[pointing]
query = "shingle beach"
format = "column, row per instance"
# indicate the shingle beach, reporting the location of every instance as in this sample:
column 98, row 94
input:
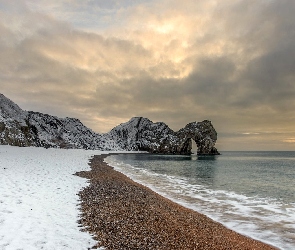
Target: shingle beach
column 122, row 214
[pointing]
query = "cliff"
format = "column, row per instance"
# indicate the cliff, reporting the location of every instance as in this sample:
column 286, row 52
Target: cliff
column 28, row 128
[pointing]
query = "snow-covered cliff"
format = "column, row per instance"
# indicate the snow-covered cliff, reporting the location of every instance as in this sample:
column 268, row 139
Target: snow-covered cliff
column 28, row 128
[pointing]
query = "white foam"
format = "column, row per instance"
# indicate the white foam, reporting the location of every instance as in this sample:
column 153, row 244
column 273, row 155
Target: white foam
column 264, row 219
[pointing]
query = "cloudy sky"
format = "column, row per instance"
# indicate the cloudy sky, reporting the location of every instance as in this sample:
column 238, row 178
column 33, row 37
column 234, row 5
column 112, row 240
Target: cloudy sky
column 230, row 61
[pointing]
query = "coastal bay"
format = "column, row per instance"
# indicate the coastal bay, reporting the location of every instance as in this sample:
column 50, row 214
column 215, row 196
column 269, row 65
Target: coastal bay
column 123, row 214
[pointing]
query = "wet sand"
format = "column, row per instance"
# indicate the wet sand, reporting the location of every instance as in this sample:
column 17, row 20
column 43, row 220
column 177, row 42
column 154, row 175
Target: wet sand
column 122, row 214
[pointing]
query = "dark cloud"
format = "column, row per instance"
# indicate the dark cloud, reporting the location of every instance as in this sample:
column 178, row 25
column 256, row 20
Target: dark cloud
column 229, row 62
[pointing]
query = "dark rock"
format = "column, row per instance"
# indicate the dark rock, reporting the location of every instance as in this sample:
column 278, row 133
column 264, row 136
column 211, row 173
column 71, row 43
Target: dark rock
column 22, row 128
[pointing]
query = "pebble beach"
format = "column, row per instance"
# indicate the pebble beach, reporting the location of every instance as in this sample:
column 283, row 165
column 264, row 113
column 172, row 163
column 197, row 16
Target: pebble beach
column 122, row 214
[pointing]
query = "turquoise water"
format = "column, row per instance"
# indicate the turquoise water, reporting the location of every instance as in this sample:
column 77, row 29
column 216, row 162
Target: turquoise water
column 250, row 192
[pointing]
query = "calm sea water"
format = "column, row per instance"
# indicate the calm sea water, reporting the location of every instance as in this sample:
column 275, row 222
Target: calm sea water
column 250, row 192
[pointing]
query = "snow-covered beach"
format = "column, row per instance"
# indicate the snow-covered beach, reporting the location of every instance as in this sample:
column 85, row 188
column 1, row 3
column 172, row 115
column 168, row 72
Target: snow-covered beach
column 40, row 206
column 38, row 198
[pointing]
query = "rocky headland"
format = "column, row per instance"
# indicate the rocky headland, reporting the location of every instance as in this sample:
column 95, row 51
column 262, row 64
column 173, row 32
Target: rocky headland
column 27, row 128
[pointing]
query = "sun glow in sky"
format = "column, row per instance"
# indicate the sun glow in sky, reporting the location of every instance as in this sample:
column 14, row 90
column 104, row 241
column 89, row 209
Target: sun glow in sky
column 231, row 62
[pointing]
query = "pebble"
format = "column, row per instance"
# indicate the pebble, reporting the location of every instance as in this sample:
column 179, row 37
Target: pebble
column 122, row 214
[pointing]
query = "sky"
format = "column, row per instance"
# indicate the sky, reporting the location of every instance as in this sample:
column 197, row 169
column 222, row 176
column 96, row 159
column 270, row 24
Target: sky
column 231, row 62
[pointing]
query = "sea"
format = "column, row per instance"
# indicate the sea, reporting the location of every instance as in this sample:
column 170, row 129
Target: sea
column 252, row 193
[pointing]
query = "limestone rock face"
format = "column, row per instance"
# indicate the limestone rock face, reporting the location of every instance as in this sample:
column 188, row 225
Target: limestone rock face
column 142, row 134
column 27, row 128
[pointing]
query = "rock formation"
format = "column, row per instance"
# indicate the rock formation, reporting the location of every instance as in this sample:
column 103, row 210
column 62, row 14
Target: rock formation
column 27, row 128
column 142, row 134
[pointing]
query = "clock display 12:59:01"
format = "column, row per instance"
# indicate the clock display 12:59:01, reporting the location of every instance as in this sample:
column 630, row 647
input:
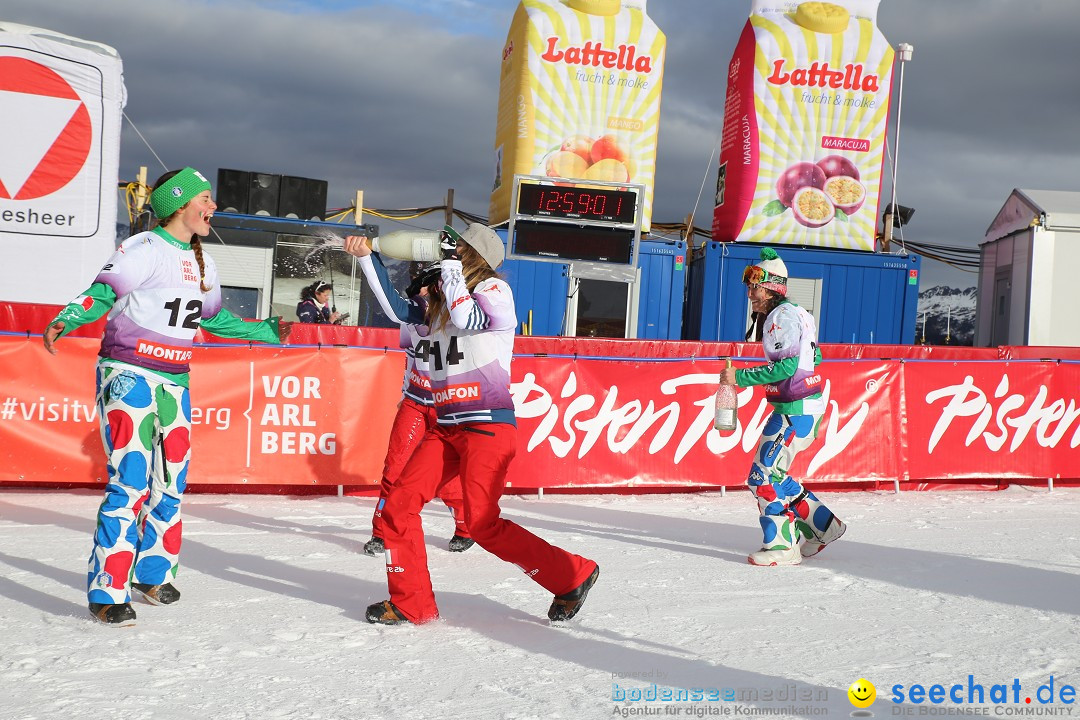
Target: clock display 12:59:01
column 577, row 203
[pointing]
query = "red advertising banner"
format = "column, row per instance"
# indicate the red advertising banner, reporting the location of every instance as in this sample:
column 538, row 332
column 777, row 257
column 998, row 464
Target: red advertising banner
column 591, row 413
column 1007, row 420
column 260, row 415
column 642, row 422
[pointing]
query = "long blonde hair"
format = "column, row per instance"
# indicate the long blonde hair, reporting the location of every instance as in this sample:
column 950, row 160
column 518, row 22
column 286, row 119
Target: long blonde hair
column 475, row 270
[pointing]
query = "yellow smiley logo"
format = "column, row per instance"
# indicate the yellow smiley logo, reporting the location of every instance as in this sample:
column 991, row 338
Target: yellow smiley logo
column 862, row 693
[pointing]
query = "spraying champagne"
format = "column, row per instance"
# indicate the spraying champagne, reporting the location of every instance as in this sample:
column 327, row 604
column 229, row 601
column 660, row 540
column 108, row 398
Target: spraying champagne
column 418, row 245
column 726, row 417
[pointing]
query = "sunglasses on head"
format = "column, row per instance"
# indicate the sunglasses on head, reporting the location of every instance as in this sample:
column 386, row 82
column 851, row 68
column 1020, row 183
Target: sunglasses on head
column 756, row 274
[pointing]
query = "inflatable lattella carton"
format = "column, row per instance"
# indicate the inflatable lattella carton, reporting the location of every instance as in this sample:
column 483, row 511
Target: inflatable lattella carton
column 579, row 96
column 805, row 126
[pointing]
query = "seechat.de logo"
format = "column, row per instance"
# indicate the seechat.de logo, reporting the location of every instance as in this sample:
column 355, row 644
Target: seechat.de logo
column 862, row 693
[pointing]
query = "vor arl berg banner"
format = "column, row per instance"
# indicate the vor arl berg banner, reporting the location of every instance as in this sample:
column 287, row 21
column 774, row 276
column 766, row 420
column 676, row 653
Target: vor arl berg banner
column 61, row 103
column 805, row 126
column 296, row 417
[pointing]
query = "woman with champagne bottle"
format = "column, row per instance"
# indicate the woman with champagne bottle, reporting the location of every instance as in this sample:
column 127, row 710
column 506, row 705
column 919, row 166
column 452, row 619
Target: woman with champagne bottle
column 793, row 385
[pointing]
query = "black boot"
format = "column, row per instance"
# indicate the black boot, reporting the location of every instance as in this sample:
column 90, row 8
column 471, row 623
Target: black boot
column 385, row 613
column 565, row 607
column 120, row 615
column 158, row 594
column 374, row 546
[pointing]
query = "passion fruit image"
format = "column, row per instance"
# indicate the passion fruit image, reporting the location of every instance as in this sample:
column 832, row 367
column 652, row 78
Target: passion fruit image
column 834, row 165
column 812, row 207
column 796, row 177
column 847, row 193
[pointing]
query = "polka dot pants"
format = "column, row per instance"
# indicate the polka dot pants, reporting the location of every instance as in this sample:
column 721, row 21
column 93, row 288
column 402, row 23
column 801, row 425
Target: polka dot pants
column 786, row 507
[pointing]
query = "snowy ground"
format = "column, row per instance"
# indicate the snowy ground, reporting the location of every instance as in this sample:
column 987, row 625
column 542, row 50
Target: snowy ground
column 925, row 588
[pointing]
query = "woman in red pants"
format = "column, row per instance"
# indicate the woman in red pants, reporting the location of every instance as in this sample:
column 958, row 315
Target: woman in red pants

::::

-- What you need to do --
Without the pictures, reproduce every entry exactly as written.

-- Reply --
[pointing]
query = "shingle beach"
format = "column, row per instance"
# indicate the shingle beach, reporting the location of every instance as in this sample:
column 98, row 94
input:
Target: shingle beach
column 122, row 214
[pointing]
query = "cliff"
format = "column, row per instance"
# indicate the cliff, reporting the location of every instance as in this sample:
column 286, row 52
Target: cliff
column 28, row 128
[pointing]
query = "snow-covered cliff"
format = "column, row per instance"
# indicate the snow-covered cliff, reporting the location of every instance as in this sample:
column 268, row 139
Target: snow-covered cliff
column 28, row 128
[pointing]
query = "white foam"
format = "column, row per instance"
# indicate the white foam, reporting the location of every instance as in this sample:
column 153, row 244
column 273, row 155
Target: white foam
column 264, row 219
[pointing]
query = "cloudy sky"
format = "column, row per instance"
# indicate the cloudy sky, reporting the location of every instance as in this sample:
column 238, row 178
column 33, row 37
column 234, row 5
column 112, row 240
Target: cloudy sky
column 230, row 61
[pointing]
query = "coastal bay"
format = "column, row per instance"
# indicate the coastal bay, reporting the location of every instance as in this sample:
column 50, row 214
column 215, row 196
column 269, row 65
Target: coastal bay
column 123, row 214
[pointing]
query = "wet sand"
format = "column, row per instance"
# indicate the wet sand, reporting the location of every instance as in this sample:
column 17, row 20
column 43, row 220
column 177, row 42
column 154, row 175
Target: wet sand
column 122, row 214
[pointing]
query = "dark cloud"
format = "column, row per instance"
# indicate the dark cloud, reporting the location of every instance as in this sample:
column 178, row 25
column 256, row 20
Target: dark cloud
column 229, row 62
[pointing]
query = "dark rock"
format = "column, row per instance"
# indicate the dark rock, reporting the location of every instance as in this sample:
column 278, row 133
column 264, row 136
column 211, row 173
column 71, row 43
Target: dark rock
column 22, row 128
[pointing]
query = "pebble beach"
format = "column, row per instance"
# indicate the pebble beach, reporting the location of every instance as in this sample:
column 283, row 165
column 264, row 113
column 172, row 163
column 197, row 16
Target: pebble beach
column 122, row 214
[pointing]
query = "turquoise water"
format = "column, row per instance"
# indicate the turquoise water, reporting the location of every instance as in this sample:
column 77, row 29
column 216, row 162
Target: turquoise water
column 250, row 192
[pointing]
query = "calm sea water"
format = "column, row per instance"
# indicate the calm sea water, reporting the location of every instance as in this sample:
column 275, row 222
Target: calm sea water
column 250, row 192
[pointing]
query = "snow-covered beach"
format = "column, row per instance"
# indicate the snow-covered beach, reporting the location of every instance as in this sample:
column 85, row 188
column 1, row 3
column 172, row 115
column 168, row 72
Target: snow-covered beach
column 40, row 206
column 38, row 198
[pointing]
query = "rocky headland"
format = "column, row per instance"
# indicate the rocky headland, reporting the location of every instance as in this sample:
column 95, row 51
column 262, row 64
column 173, row 32
Target: rocky headland
column 27, row 128
[pointing]
query = "sun glow in sky"
format = "column, row per instance"
# indicate the sun glow in sky, reporting the location of every instance as in this sample:
column 14, row 90
column 104, row 241
column 89, row 209
Target: sun glow in sky
column 231, row 62
[pointing]
query = "pebble"
format = "column, row per instance"
# indicate the pebble, reporting the location of every instance as in this sample:
column 179, row 37
Target: pebble
column 122, row 214
[pointing]
query = "sky"
format = "column, row per instance"
# indicate the sky, reporting the location of every instance as in this sample:
column 197, row 169
column 222, row 176
column 96, row 159
column 270, row 24
Target: sky
column 231, row 62
[pointing]
query = "sea"
format = "column, row per instance"
# indicate the sea, reporting the location of every instance as in this sample:
column 170, row 129
Target: sea
column 252, row 193
[pointing]
query = "limestone rock face"
format = "column, row per instance"
# indicate the limestone rock face, reporting the location of every instance as in this sample:
column 188, row 225
Target: limestone rock face
column 142, row 134
column 27, row 128
[pointing]
query = "rock formation"
format = "column, row per instance"
# indicate the rock formation, reporting the location of every instance as in this sample:
column 103, row 210
column 62, row 14
Target: rock formation
column 27, row 128
column 142, row 134
[pointing]
query = "clock display 12:59:01"
format = "column, row per instance"
# indicate the clock display 12:59:01, reporting the location of every instance as in this sample:
column 630, row 647
input:
Target: clock display 12:59:01
column 577, row 203
[pointing]
query = "red advertising banner"
format = "column, row per instance"
# indicate the red advertising banner, reporting the location of every instance as in this sample:
column 538, row 332
column 777, row 257
column 998, row 464
Target: red advertising banner
column 591, row 413
column 1007, row 420
column 260, row 415
column 642, row 422
[pointing]
query = "long blonde hair"
format = "column, row per instance"
# indicate the long blonde hair, reporting the location of every instance as in this sample:
column 950, row 160
column 518, row 22
column 286, row 119
Target: long blonde hair
column 475, row 270
[pointing]
query = "yellow smiley logo"
format = "column, row per instance"
# indicate the yellow smiley logo, reporting the location of every instance as in this sample:
column 991, row 338
Target: yellow smiley logo
column 862, row 693
[pointing]
query = "spraying champagne"
format = "column, row per instance"
# indicate the spraying champagne, reporting the location of every instance as in this sample:
column 327, row 604
column 229, row 601
column 660, row 540
column 108, row 398
Target: spraying champagne
column 418, row 245
column 726, row 417
[pointing]
query = "sunglasses on head"
format = "column, row per instance"
# indicate the sunglasses on head, reporting the location of every instance as in this sample:
column 386, row 82
column 851, row 68
column 1020, row 183
Target: sunglasses on head
column 756, row 274
[pointing]
query = "inflatable lattella carton"
format = "column, row per instance"
# indicate the inflatable lattella carton, reporting the location of every instance as in this sample:
column 483, row 511
Target: inflatable lattella carton
column 579, row 96
column 805, row 126
[pointing]
query = "seechat.de logo"
format = "column, row per instance"
# indicate the seechat.de logo, reporting the location of every instance as in this sample:
column 355, row 644
Target: seechat.de logo
column 862, row 693
[pointing]
query = "vor arl berg banner"
format = "column, row per instance"
# indicate the vor arl berg banner, reporting the location of every instance as in this sample:
column 287, row 21
column 774, row 276
column 766, row 420
column 676, row 653
Target: vor arl berg banner
column 61, row 103
column 805, row 126
column 296, row 417
[pointing]
query = "woman with champagne bottle"
format = "column, row per instance"
# indicate the woman with champagne bottle, reporting the location of every instance as in this sample:
column 127, row 710
column 506, row 705
column 919, row 166
column 452, row 619
Target: woman with champagne bottle
column 793, row 385
[pointing]
query = "black boot"
format = "column, row per instance"
# indicate the black boot, reporting the location of every instance as in this sample:
column 90, row 8
column 471, row 623
Target: black boot
column 385, row 613
column 565, row 607
column 120, row 615
column 158, row 594
column 374, row 546
[pointing]
query = "passion fruit image"
format = "column, row per instance"
# indicate the passion fruit image, reporting the location of every instance as in this sample:
column 832, row 367
column 652, row 78
Target: passion fruit image
column 834, row 165
column 812, row 207
column 796, row 177
column 847, row 193
[pointing]
query = "polka dot pants"
format = "column, row per instance"
# indicate the polka dot pants, reporting the location of every instance as in this sample:
column 721, row 21
column 93, row 288
column 402, row 23
column 801, row 425
Target: polka dot pants
column 786, row 507
[pointing]
query = "snowy ground"
format = "column, row per instance"
# indicate the snowy ground, reporting the location of every instance as in this sample:
column 987, row 625
column 542, row 50
Target: snowy ground
column 925, row 588
[pointing]
query = "woman in red pants"
format = "column, row per instance"
# indicate the woman in red pants, reporting the location of every instance as in this sample:
column 958, row 315
Target: woman in red pants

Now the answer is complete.